◆ YOUR ASSIGNMENT ◆
Your answer must repeat all of the entries word for word, without any images.

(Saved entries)
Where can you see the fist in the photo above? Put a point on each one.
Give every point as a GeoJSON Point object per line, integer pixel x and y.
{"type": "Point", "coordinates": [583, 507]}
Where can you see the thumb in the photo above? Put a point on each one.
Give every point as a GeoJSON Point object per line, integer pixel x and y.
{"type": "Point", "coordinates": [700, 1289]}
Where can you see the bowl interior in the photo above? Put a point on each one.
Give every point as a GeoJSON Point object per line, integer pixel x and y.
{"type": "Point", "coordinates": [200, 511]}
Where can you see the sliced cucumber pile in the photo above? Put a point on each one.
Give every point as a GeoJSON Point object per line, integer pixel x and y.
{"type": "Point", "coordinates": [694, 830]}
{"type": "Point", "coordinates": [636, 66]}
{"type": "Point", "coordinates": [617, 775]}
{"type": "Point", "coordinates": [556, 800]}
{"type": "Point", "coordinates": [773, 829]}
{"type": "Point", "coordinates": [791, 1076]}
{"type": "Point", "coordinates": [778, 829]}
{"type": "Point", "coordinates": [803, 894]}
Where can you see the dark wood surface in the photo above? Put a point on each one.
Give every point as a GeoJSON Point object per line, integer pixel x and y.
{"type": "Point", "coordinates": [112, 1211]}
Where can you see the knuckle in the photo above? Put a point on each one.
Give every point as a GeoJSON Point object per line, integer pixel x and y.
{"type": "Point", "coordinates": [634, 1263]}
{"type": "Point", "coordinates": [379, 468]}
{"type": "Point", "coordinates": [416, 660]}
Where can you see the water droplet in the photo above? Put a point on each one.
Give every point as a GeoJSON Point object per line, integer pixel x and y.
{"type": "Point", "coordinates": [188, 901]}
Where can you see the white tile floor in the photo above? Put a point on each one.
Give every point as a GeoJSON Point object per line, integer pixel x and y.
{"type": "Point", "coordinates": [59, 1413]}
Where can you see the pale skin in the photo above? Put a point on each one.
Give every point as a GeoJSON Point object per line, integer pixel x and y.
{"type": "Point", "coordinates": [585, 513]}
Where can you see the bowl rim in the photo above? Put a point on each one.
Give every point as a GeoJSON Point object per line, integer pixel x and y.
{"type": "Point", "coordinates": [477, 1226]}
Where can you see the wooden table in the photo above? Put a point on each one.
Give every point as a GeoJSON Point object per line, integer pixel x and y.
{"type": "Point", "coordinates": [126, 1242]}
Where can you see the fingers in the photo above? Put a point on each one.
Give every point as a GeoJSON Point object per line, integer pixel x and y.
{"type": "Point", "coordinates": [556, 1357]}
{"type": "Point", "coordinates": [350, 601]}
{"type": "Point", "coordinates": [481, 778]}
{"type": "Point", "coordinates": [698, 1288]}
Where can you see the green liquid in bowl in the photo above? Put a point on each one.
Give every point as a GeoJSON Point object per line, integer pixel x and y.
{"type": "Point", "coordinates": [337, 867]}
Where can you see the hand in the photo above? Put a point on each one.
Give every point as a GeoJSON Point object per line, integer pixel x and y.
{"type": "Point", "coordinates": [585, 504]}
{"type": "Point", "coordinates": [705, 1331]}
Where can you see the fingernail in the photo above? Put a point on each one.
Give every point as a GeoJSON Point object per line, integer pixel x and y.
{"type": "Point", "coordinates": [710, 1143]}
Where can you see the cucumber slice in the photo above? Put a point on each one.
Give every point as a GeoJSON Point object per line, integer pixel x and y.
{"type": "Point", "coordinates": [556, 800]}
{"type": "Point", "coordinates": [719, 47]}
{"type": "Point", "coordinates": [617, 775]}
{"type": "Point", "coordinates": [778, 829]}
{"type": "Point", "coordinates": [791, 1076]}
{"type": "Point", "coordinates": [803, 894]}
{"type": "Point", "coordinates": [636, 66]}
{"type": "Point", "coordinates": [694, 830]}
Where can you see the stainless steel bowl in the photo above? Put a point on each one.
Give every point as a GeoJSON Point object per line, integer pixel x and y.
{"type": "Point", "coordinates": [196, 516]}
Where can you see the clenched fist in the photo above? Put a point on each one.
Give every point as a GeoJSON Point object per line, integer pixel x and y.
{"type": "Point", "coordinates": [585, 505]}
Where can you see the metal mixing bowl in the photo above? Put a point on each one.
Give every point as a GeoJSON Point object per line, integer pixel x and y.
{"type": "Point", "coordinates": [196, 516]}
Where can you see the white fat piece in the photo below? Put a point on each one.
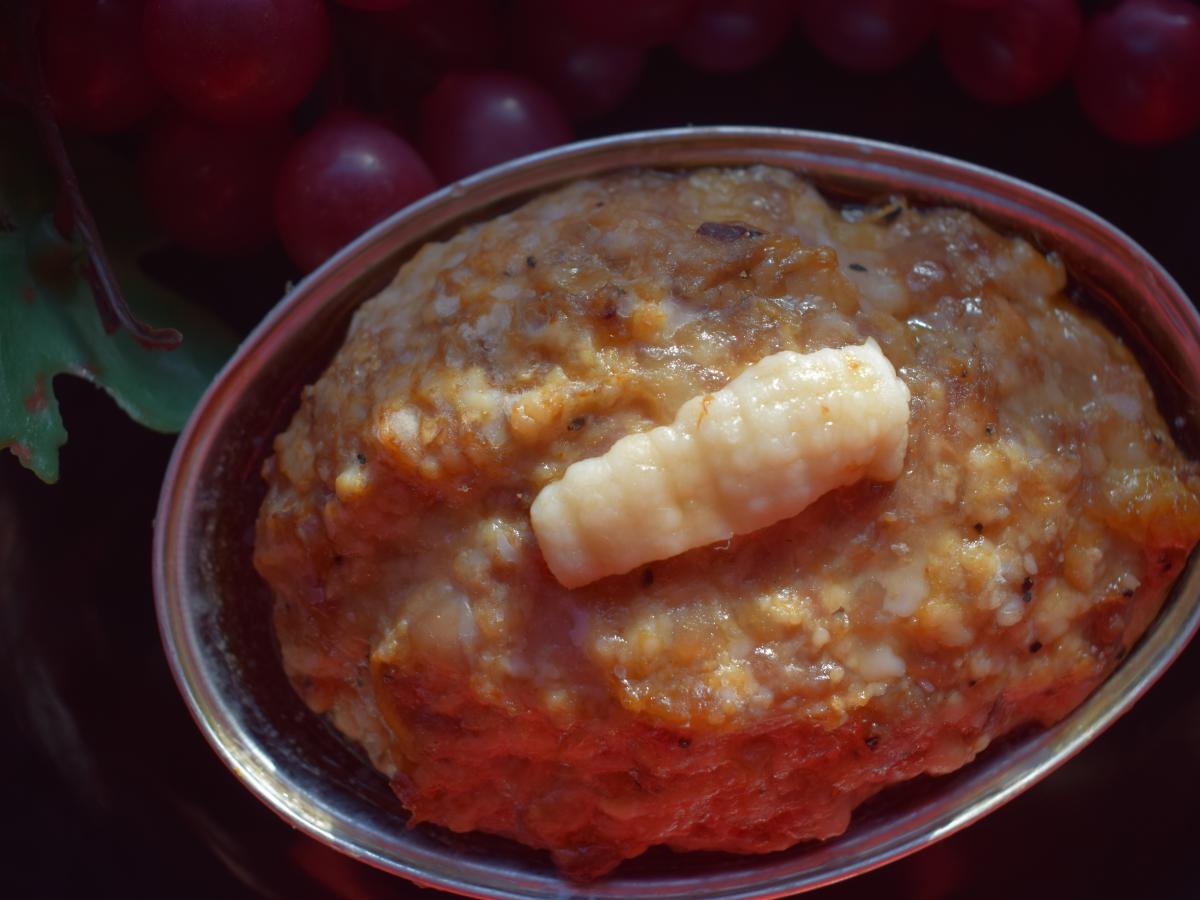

◆ RESULT OF THIS EXERCISE ◆
Where can you see the fist in the photo above? Put a point on each one.
Give every point as a GeoJSON Point object per line, integer pixel x and y.
{"type": "Point", "coordinates": [583, 507]}
Where can you see the thumb in the photo above? Put a point on each one.
Give every point as a GeoJSON Point object per line, integer pixel x and y.
{"type": "Point", "coordinates": [700, 1289]}
Where can you see the bowl interior in the photo above? Put a point on each one.
Give every point as a GeoJSON Point object per line, integer pixel x and y.
{"type": "Point", "coordinates": [200, 511]}
Where can you see the sliced cucumber pile in the photo above? Put a point on each one.
Give every point as a GeoJSON Point object per line, integer pixel x and y.
{"type": "Point", "coordinates": [694, 830]}
{"type": "Point", "coordinates": [636, 66]}
{"type": "Point", "coordinates": [617, 775]}
{"type": "Point", "coordinates": [556, 800]}
{"type": "Point", "coordinates": [773, 829]}
{"type": "Point", "coordinates": [791, 1076]}
{"type": "Point", "coordinates": [778, 829]}
{"type": "Point", "coordinates": [803, 894]}
Where can you see the dark wood surface in the photo above? Put a point on each one.
Give every point as a GeoJSON Point object per line, integer pixel x and y.
{"type": "Point", "coordinates": [112, 1211]}
Where can you see the knuckle in the photo above? Put a point on each one.
Give every point as a GeoJSON Point object per line, integer pixel x and y.
{"type": "Point", "coordinates": [634, 1263]}
{"type": "Point", "coordinates": [379, 468]}
{"type": "Point", "coordinates": [416, 660]}
Where can you see the water droplet in the photo above? Put a point on each one.
Give every point as a GeoJSON Point object per line, integer pixel x and y.
{"type": "Point", "coordinates": [188, 901]}
Where can you see the white tile floor in the photo above? Put a point on each one.
Give every point as a GeoJSON Point object per line, integer pixel x and y.
{"type": "Point", "coordinates": [59, 1413]}
Where can you see the pale skin in the photo above? Put a point on each one.
Give every point as a GeoJSON Point object per line, integer pixel x and y.
{"type": "Point", "coordinates": [585, 513]}
Where can you see the bowl rim in the photo above? Put a point on each one.
Give every point as a GeoJSON Point object per line, integer pixel x and y.
{"type": "Point", "coordinates": [477, 1226]}
Where can you see the wooden table in the photo above? Put a point on each one.
Give every point as a GeoJSON Point object per line, integer pixel x and y.
{"type": "Point", "coordinates": [126, 1242]}
Where can you see the fingers in the photo above? Put a point on each one.
Give every point as a GeoJSON Point object per line, integer pixel x and y.
{"type": "Point", "coordinates": [556, 1357]}
{"type": "Point", "coordinates": [350, 601]}
{"type": "Point", "coordinates": [481, 778]}
{"type": "Point", "coordinates": [698, 1288]}
Where can you see the green liquid in bowl in the photo above? Put a point on each one.
Give every point as a GeoJSON Point object per line, integer pixel x and y.
{"type": "Point", "coordinates": [337, 867]}
Where can you see the hand in the photo above? Put a point on each one.
Give every point as a GeoJSON Point object per line, integer pixel x and y.
{"type": "Point", "coordinates": [585, 504]}
{"type": "Point", "coordinates": [705, 1331]}
Where can you see the fingernail in the photo above? Put a point on each one.
Give every point as a GeoJSON Point object per line, integer pixel x and y.
{"type": "Point", "coordinates": [710, 1143]}
Where can you see the cucumber slice in the photo above? Put a point on each one.
Give every point as a GeoJSON Point object per line, integer pixel x and y.
{"type": "Point", "coordinates": [556, 800]}
{"type": "Point", "coordinates": [719, 47]}
{"type": "Point", "coordinates": [617, 775]}
{"type": "Point", "coordinates": [778, 829]}
{"type": "Point", "coordinates": [791, 1076]}
{"type": "Point", "coordinates": [803, 894]}
{"type": "Point", "coordinates": [636, 66]}
{"type": "Point", "coordinates": [694, 830]}
Where can you see the stainless steel bowl in the photo above? Put a point on each one.
Give every point as a GeoJSON Point object per line, integer pixel x and y.
{"type": "Point", "coordinates": [196, 516]}
Where can you see the clenched fist in the photo above? Put a point on each one.
Give every point as a GeoJSON Point object per line, integer pixel x and y.
{"type": "Point", "coordinates": [585, 505]}
Where can you see the metal mixing bowl in the photo above? Put a point on each one.
Give every point as a GeoJSON Point object per line, integer pixel x and y.
{"type": "Point", "coordinates": [196, 516]}
Where can you see the white fat piece in the photo below? Put a point on each one.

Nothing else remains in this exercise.